OBJECTIVE: Could you lay out the stretch of the material from the line containing "target | glass sliding door" through its last line as a numbered list, with blank lines left out?

SOURCE DATA:
______________________________
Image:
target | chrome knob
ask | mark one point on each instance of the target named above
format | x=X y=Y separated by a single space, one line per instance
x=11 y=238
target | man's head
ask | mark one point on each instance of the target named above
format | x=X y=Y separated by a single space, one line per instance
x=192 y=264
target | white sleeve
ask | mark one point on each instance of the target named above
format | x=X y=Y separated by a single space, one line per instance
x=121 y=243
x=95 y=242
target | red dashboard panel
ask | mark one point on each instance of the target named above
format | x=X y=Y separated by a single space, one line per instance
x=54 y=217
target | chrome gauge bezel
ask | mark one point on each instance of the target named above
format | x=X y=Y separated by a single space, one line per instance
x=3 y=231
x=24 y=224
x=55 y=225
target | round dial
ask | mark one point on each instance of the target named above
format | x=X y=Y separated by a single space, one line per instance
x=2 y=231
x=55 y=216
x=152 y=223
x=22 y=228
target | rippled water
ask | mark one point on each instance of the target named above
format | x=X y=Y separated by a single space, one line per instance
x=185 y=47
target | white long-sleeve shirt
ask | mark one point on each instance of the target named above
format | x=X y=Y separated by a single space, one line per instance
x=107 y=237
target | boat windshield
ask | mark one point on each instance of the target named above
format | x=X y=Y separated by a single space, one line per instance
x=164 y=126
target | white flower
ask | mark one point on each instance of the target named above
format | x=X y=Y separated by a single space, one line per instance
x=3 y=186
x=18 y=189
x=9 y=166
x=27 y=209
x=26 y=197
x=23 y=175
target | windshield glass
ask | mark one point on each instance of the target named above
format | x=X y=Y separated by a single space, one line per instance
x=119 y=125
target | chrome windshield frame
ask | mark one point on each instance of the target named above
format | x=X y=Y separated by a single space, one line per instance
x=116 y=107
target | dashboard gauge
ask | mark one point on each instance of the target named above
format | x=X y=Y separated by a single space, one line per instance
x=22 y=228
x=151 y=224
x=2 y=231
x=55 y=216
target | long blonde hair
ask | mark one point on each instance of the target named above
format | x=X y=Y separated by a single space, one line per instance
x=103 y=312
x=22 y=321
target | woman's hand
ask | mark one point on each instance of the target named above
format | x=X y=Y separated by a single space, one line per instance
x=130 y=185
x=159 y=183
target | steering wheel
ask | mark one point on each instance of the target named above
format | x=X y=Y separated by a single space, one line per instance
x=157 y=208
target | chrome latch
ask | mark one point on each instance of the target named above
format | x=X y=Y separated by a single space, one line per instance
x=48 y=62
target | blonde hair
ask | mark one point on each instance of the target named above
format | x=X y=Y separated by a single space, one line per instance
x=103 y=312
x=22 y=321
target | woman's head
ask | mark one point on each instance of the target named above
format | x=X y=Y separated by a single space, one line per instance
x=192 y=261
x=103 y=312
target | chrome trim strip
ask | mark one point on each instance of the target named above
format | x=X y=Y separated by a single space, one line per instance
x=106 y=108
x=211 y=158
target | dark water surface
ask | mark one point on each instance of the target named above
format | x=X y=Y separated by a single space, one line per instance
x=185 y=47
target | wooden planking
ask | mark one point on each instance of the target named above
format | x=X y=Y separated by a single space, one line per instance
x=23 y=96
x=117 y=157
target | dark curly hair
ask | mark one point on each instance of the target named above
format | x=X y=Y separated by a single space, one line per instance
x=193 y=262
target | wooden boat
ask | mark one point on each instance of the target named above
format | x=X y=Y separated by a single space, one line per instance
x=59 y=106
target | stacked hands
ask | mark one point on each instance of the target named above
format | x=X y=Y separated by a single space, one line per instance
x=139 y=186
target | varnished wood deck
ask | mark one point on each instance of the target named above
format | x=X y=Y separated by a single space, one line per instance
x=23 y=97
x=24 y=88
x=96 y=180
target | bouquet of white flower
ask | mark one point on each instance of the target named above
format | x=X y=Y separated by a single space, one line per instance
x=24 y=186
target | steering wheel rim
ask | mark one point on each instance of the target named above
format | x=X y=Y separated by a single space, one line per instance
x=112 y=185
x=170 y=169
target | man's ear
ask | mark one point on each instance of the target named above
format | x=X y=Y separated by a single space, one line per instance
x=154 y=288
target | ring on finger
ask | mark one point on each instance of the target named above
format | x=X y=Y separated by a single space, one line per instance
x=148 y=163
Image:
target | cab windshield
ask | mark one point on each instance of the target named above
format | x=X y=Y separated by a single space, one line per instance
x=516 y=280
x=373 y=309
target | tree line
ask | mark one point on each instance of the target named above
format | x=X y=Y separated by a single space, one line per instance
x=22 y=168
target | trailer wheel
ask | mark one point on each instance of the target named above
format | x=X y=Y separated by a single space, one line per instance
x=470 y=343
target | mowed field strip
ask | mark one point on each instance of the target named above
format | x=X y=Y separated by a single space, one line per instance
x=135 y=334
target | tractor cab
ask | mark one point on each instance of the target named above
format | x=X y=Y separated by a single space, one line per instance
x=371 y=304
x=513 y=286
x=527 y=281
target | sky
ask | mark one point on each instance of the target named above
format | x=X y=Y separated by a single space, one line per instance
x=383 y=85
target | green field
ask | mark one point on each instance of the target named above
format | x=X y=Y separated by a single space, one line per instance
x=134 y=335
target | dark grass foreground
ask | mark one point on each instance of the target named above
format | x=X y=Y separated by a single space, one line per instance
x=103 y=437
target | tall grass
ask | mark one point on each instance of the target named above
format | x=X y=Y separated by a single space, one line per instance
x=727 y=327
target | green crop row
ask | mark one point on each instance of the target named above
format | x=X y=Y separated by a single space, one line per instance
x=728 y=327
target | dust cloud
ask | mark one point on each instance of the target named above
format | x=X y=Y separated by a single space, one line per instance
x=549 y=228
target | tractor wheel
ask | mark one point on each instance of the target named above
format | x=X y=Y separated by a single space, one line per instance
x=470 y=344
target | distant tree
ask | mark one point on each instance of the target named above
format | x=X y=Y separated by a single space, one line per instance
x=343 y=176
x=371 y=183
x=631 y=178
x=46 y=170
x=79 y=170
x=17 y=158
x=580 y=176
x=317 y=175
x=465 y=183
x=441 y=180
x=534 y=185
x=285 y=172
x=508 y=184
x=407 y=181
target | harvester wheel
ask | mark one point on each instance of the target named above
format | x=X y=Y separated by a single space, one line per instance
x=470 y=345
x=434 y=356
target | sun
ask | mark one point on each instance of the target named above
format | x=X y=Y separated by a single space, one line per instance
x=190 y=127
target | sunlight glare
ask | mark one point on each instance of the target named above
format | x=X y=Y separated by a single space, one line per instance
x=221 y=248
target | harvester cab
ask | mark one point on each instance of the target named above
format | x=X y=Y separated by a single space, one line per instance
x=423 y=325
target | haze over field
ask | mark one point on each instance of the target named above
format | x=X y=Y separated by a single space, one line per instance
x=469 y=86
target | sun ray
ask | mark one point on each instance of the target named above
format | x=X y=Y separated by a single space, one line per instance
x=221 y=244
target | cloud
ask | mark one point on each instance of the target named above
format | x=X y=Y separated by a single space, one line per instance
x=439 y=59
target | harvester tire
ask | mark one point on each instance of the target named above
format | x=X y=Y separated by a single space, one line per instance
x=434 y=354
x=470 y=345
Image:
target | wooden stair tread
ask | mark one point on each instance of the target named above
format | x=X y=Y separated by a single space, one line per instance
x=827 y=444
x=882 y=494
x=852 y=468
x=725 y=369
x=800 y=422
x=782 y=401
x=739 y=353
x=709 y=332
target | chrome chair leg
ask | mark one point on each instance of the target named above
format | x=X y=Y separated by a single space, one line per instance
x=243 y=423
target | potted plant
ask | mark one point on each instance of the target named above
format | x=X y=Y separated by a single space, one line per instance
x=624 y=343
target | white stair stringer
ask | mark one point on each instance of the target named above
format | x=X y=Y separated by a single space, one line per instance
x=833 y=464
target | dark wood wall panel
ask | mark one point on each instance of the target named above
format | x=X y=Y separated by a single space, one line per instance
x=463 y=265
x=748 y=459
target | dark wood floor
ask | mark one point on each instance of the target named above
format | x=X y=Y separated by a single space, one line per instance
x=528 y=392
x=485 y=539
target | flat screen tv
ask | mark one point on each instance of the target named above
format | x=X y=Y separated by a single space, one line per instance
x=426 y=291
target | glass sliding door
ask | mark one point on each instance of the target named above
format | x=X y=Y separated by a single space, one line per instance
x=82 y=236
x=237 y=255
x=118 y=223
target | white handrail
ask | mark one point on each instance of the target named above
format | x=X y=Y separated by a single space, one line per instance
______________________________
RESPONSE FOR THIS EXERCISE:
1. target | glass sliding door
2. ask | mark one point on each instance of the target named above
3. format | x=X y=Y separated by a single space, one line per instance
4. x=82 y=236
5. x=237 y=255
6. x=118 y=223
7. target | white handrail
8. ask | mark one point on each instance of the target named above
9. format | x=X y=Y separated by a single space, one line per instance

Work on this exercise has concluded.